DOCUMENT SEGMENT:
Calif. Passes World's Strictest Car Emissions Rules

California air regulators on Friday unanimously approved the world's most ambitious rules to reduce the car emissions that contribute to global warming, a move that could bring sweeping changes to how the rest of the nation fights vehicle pollution.

The regulations are expected to cut exhaust emissions in cars and light trucks by 25 percent and in larger trucks and SUVs by 18 percent.

Their approval by the California Air Resources Board (search) came after nearly two full days of debate and discussion, during which the auto industry vigorously stated its opposition.

Industry officials argued that the board did not have the authority to adopt such sweeping regulations, that they couldn't be met by current technology, and that they unfairly targeted California, which produces less than 1 percent of the world's greenhouse gases.

Heat-trapping greenhouse gases are believed by many scientists to contribute to global warming.

The proposals would require automakers to reduce emissions by using such technological innovations as better air conditioners, more efficient transmissions and smaller engines.

Among those supporting the regulations was Gov. Arnold Schwarzenegger's (search) environmental protection secretary, Terry Tamminen, who said Friday he and Schwarzenegger believe California should do its part to reduce pollution. He strongly urged the board to adopt the proposals.

"We can make it clear that yes, we understand that our contribution, no matter how large or small, makes a difference," Tamminen said. "Every single action that we take -- or inaction -- makes a difference."

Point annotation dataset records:
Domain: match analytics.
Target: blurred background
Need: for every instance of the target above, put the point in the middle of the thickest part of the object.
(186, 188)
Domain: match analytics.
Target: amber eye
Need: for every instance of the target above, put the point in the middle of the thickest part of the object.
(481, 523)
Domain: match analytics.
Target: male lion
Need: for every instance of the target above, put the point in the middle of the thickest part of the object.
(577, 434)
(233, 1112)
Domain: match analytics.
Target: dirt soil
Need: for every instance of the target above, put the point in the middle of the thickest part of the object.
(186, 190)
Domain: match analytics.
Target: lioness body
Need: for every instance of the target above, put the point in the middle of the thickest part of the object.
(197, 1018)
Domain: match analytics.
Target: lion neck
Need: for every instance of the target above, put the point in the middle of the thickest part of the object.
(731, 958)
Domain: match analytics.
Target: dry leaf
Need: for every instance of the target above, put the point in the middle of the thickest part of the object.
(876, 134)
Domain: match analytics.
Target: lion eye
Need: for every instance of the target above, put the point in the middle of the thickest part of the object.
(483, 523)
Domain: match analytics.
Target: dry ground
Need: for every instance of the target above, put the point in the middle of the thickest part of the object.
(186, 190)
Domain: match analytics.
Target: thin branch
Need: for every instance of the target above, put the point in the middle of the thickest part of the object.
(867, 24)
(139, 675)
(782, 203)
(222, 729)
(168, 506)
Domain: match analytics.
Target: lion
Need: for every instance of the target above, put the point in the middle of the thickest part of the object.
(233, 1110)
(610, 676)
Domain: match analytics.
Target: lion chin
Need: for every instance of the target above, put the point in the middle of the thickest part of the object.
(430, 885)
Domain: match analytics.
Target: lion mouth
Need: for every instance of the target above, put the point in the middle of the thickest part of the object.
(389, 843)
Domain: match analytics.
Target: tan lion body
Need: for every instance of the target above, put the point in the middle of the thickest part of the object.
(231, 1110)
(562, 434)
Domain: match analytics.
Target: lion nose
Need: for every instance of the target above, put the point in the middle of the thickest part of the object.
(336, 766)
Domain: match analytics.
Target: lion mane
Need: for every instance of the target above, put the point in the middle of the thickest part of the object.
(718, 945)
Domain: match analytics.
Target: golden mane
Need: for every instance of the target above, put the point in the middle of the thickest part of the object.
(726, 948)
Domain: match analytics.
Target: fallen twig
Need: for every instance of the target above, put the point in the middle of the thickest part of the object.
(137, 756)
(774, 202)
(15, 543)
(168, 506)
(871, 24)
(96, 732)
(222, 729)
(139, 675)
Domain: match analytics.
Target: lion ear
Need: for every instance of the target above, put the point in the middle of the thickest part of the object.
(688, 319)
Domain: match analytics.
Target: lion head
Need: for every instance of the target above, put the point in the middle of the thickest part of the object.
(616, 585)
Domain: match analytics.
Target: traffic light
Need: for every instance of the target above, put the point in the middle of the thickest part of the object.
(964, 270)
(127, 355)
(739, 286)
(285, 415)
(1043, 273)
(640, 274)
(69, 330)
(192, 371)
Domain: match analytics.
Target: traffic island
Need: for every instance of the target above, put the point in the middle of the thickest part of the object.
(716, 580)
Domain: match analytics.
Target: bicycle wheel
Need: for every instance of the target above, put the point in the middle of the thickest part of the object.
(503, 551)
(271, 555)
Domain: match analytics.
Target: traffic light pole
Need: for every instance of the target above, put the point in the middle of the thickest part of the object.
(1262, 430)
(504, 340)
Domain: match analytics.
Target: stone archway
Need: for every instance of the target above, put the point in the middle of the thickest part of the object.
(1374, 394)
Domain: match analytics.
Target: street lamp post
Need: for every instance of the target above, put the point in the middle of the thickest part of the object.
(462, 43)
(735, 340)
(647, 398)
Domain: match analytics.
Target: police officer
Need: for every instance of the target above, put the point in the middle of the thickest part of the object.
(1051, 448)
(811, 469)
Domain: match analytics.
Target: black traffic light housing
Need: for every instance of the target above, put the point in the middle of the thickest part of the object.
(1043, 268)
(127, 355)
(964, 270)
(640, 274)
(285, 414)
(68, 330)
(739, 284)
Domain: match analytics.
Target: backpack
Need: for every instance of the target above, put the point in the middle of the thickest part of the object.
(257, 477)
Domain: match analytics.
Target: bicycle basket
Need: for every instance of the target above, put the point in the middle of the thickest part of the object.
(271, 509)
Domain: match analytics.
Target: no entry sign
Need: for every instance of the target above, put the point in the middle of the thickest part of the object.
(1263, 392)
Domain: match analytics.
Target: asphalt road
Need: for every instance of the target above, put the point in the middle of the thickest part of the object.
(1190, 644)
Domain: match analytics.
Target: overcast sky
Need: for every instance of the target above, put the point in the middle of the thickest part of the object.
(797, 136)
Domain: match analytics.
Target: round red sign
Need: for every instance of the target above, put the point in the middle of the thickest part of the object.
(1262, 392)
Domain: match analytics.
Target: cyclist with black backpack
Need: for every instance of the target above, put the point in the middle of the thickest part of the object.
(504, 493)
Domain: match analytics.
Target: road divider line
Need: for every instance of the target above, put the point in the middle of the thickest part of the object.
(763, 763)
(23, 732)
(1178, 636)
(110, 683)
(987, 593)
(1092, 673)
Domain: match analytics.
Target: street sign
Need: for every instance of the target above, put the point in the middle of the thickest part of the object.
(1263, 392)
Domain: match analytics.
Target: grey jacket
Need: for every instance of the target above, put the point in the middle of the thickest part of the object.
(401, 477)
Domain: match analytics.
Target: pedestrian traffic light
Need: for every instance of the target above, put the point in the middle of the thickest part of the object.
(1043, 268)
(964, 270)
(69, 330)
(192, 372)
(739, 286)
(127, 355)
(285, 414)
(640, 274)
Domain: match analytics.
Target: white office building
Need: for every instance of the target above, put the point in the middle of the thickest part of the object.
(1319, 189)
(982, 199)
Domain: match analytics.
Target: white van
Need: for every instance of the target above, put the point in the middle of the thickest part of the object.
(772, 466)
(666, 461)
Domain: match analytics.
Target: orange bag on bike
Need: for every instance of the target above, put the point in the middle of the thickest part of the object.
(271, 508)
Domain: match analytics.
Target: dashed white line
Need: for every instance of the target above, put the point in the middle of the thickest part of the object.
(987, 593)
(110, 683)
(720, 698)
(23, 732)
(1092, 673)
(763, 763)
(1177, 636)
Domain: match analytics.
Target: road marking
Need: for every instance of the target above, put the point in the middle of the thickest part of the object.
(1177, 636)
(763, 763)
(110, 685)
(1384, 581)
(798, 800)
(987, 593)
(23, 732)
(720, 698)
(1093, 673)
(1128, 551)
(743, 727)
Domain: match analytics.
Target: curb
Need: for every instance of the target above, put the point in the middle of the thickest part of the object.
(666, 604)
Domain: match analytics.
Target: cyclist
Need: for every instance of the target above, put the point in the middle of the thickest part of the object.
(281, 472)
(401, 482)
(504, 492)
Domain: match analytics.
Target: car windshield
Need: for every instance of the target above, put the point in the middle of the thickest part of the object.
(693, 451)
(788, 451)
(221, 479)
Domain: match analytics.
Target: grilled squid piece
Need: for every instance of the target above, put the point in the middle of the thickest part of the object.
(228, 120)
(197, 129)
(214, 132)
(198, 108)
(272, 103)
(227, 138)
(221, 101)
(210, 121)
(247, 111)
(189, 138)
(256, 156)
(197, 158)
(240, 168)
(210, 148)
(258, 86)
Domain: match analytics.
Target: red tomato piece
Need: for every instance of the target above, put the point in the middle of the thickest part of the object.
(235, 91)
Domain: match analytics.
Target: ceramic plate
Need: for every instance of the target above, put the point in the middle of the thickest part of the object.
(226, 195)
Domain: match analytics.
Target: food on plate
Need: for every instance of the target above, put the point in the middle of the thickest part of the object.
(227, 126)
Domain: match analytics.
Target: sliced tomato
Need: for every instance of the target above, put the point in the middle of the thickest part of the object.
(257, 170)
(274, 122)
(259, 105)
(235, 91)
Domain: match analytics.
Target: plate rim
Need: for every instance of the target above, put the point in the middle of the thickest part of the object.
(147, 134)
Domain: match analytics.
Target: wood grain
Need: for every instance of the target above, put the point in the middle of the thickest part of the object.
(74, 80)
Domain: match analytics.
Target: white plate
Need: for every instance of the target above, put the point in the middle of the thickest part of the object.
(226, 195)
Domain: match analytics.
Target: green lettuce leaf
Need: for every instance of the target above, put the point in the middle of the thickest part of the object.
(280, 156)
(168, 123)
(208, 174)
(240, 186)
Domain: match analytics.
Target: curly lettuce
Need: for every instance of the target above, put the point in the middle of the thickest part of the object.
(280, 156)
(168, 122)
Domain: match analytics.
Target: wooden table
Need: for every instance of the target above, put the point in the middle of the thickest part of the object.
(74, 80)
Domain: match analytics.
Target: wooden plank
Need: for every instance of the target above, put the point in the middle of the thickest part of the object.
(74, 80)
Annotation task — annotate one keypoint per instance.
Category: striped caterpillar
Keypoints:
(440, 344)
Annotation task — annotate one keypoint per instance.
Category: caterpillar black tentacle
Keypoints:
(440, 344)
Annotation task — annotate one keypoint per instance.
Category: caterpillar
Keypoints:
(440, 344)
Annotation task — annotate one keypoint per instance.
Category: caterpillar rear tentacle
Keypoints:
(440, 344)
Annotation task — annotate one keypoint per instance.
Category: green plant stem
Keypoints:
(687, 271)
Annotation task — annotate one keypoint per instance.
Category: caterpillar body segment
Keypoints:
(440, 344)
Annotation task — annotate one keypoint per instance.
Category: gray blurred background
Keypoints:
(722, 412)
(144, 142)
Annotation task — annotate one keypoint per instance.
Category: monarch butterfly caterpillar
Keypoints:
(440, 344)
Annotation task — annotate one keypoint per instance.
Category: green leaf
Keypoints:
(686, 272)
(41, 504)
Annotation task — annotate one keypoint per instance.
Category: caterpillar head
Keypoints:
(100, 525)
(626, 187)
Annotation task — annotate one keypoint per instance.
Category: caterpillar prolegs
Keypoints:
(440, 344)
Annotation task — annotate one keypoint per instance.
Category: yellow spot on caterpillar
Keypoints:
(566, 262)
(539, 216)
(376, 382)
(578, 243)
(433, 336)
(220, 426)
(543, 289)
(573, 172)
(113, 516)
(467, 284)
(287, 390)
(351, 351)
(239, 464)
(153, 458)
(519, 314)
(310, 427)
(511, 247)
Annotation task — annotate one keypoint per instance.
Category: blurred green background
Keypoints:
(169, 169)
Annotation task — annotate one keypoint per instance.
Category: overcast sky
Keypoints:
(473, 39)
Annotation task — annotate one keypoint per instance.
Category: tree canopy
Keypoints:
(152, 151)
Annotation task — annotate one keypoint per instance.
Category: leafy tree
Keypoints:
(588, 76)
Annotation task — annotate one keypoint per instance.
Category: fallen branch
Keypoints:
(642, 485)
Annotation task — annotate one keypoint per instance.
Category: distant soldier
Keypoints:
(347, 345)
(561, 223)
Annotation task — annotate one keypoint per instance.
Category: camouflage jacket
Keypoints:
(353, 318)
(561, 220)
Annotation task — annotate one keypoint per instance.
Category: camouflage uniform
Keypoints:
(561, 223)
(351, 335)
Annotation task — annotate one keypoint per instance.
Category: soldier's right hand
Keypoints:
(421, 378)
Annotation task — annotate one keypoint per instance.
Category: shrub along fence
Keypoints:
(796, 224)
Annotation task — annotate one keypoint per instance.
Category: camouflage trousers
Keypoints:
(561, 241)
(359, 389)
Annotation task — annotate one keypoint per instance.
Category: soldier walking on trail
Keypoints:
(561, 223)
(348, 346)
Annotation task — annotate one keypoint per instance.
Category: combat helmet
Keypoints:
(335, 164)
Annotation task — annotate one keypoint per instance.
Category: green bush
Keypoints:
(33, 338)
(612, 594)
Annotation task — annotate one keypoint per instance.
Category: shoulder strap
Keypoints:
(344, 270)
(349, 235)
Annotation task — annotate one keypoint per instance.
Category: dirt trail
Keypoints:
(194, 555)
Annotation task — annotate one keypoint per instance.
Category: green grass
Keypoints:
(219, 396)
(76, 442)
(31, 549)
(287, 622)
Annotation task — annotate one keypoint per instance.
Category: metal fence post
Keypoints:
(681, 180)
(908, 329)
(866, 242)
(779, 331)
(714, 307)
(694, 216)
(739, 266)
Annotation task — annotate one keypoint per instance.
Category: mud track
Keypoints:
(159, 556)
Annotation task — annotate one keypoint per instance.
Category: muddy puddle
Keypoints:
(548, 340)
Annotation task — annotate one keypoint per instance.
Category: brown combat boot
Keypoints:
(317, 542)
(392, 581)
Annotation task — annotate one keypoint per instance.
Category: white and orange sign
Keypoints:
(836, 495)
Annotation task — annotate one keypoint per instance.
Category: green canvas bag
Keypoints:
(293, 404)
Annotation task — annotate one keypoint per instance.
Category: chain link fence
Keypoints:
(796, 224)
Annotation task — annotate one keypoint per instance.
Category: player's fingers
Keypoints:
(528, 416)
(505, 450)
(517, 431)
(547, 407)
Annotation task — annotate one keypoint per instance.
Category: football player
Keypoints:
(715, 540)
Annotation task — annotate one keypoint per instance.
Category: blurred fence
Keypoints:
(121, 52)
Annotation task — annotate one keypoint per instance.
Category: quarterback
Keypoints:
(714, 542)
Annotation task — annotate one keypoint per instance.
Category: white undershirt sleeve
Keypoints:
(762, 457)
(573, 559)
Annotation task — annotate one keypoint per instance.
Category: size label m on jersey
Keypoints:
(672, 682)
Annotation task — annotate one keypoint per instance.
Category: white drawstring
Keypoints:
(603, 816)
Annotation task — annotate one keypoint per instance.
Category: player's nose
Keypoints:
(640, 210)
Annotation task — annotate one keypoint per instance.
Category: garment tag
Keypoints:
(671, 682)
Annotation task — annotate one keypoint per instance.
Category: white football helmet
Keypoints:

WHAT YOU WILL DO:
1. Print the passage of the California emissions article from "Industry officials argued" up to and including "adopt the proposals.".
2. Carry on the article about California's car emissions rules from the point where it stops.

EXERCISE RESPONSES:
1.
Industry officials argued that the board did not have the authority to adopt such sweeping regulations, that they couldn't be met by current technology, and that they unfairly targeted California, which produces less than 1 percent of the world's greenhouse gases.

Heat-trapping greenhouse gases are believed by many scientists to contribute to global warming.

The proposals would require automakers to reduce emissions by using such technological innovations as better air conditioners, more efficient transmissions and smaller engines.

Among those supporting the regulations was Gov. Arnold Schwarzenegger's (search) environmental protection secretary, Terry Tamminen, who said Friday he and Schwarzenegger believe California should do its part to reduce pollution. He strongly urged the board to adopt the proposals.

2.
Gloria J. Bergquist, a spokeswoman for the industry trade group Alliance of Automobile Manufacturers (search), said the regulations would only reduce worldwide emissions of greenhouse gases by "one-tenth of 1 percent."

"We see that as no apparent health benefit at a great cost to California consumers," she said.

Bergquist said manufacturers are already working to produce cleaner vehicles, but that introducing the technology required under the regulations would be "almost as complicated as developing the first automobile."

Asked after the vote if her group planned to sue to block the regulations, she said that was an option but no decision had been made yet.

The board's staff said the cost increases would top out at about $1,000 per vehicle by 2016. Staff members studied the automakers' estimates Thursday night, and said in a report issued Friday that the automakers' $3,000 figure was an exaggeration.

Air Resources Board Chairman Alan C. Lloyd and other board members said they were disappointed that automakers did not accept invitations to work with them on the regulations.

"The response, the silence, was deafening," Lloyd said. "We should be able to work together. I hope that we still can work together on this tremendously important issue. The stakes could not be higher."

Board member Mark DeSaulnier, a Contra Costa County supervisor, said he had slept fitfully the night before the vote because he felt "disappointment, frustration, and sometimes anger at the auto industry."

He objected to industry arguments that Washington, D.C., and not California, should lead efforts to fight greenhouse emissions -- and argued that automakers should have taken the lead themselves.

"If I had my druthers, it would be settled in Detroit," he said.

The proposals stem from a law signed by former Gov. Gray Davis in 2002 that required the board to set emission standards for greenhouse gases. The bill's author, Assemblywoman Fran Pavley, D-Agoura Hills, said Friday's vote marked the first time in the world regulations have been placed on vehicles for the specific purpose of reducing greenhouse gas emissions.

She said the fact the action had the support of Davis, a Democrat, and Schwarzenegger, the Republican who replaced him, "speaks to the unified effort among all Californians" to reduce greenhouse gases.

Board members said there is no dispute that greenhouse gases contribute to global warming that can harm California's economy in fields ranging from agriculture to tourism.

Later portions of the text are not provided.